— start Passage provided —

Cycling is indeed a worthy pastime. In fact, as I tell myself frequently, I could be into much worse! The friendships, the fitness, the fun (the coffee afterwards!)--it's all good. But this new kind of training has me thinking about spiritual disciplines. For Christians who seek to grow in Christlikeness, for those who want to be transformed from their old lives into the new, the spiritual disciplines serve as aids to growth. They put us in a place where transformation, by God's Spirit, becomes possible.

Physical training is like that: we do the disciplined workouts, which--along with rest and healthy eating--allow a mysterious adaptive process in our bodies to take place. Particularly as we rest, our bodies knit new tissues, mend tiny tears, and lay down new networks of fresh capillaries. We really do become transformed! Our heart rates slow, our body fat disappears, our blood pressure drops, and our endurance expands. Why, before we know it, we've become fit!

— end Passage provided —

Instructions:
**A)** Please reproduce the records starting with the line that contains "Q: Name the bounding box of the wall" and going on through the line that contains "[120,280,220,308]", ends included.
**B)** Write the next part of the passage on cycling and spiritual disciplines, continuing from its last sentence.
The records that follow have no connection to the text on cycling and spiritual disciplines.

— start The input —

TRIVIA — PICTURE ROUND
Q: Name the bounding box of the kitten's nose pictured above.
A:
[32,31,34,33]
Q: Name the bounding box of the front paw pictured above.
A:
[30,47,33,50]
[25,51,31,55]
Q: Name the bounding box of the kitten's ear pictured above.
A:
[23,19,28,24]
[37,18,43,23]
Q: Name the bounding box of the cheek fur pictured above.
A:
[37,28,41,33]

— end The input —
— start The input —

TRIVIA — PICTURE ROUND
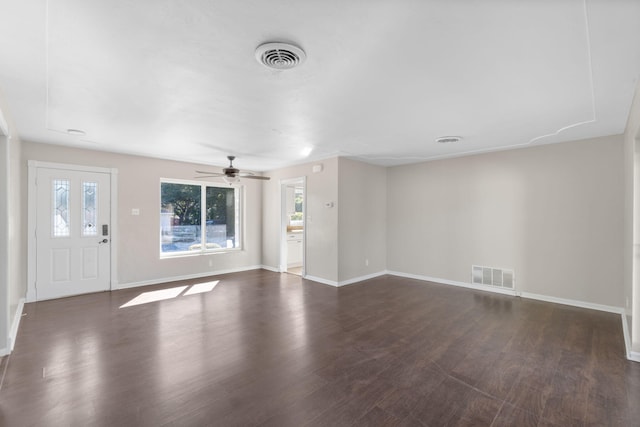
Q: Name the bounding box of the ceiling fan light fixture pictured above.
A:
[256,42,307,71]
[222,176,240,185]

— end The input —
— start The input —

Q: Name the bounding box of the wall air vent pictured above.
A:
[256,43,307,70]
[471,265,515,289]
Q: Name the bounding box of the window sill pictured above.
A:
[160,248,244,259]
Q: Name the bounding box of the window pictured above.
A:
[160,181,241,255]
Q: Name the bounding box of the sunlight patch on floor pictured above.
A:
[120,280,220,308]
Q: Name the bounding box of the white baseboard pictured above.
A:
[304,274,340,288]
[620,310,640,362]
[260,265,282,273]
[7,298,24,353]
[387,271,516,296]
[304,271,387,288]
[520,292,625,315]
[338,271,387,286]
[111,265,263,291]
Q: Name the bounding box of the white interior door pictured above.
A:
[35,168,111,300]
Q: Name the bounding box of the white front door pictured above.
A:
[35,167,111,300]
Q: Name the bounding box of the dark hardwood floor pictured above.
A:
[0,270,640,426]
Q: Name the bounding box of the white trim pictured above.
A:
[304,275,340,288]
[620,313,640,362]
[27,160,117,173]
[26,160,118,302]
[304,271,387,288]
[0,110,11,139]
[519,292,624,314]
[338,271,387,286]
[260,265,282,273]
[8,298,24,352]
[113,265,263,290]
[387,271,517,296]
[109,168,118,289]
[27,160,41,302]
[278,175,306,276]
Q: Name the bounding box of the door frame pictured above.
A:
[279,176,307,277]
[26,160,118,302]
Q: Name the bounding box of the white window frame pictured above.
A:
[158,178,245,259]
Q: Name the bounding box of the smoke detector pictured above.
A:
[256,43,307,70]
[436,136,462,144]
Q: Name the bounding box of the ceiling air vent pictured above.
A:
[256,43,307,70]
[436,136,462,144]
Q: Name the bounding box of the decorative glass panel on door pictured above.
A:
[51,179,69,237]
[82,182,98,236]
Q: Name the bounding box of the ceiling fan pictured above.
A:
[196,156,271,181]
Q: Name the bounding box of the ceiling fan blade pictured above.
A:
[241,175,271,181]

— end The input —

Results of the exercise:
**A)**
Q: Name the bounding box of the wall air vent pictured above.
A:
[256,43,307,70]
[471,265,515,289]
Q: Name the bounding box of the window sill pictured above.
A:
[160,248,244,259]
Q: Name the bounding box of the window pictured above.
A:
[160,181,241,255]
Q: Name the bounding box of the sunlight patch on floor pictured above.
A:
[120,280,220,308]

**B)**
Spiritual growth is similar: by attending to our spiritual health, by nourishing ourselves on healthy thoughts harvested from Scripture, by aligning ourselves with lifestyles that promote the good of ourselves and others, by putting off destructive habits, we slowly conform to a new self--a self born in Jesus and awakened in his resurrection from the dead. Daily prayer teaches us an intimate fluency with God. Bible reading corrects mistaken notions of ourselves, others and the world. Faith, as we rely on it more and more, grows like a muscle. Serving others teaches us loving endurance. Most of all, obedience--putting into practice these Christ-centered lifestyles and behaviors--presents our bodies and entire selves to God that we may be reshaped--forever. It's spiritual fitness.

As the apostle Paul puts it above, "physical training is of some value." Indeed it is! But, as he goes on to write: "godliness is valuable in every way, holding promise for both the present life and the life to come." I live in Boulder, Colorado, a place known for its physical fitness. May I--may we, wherever we live--dedicate ourselves to the pursuit of a spiritual fitness as well--both for now and forevermore.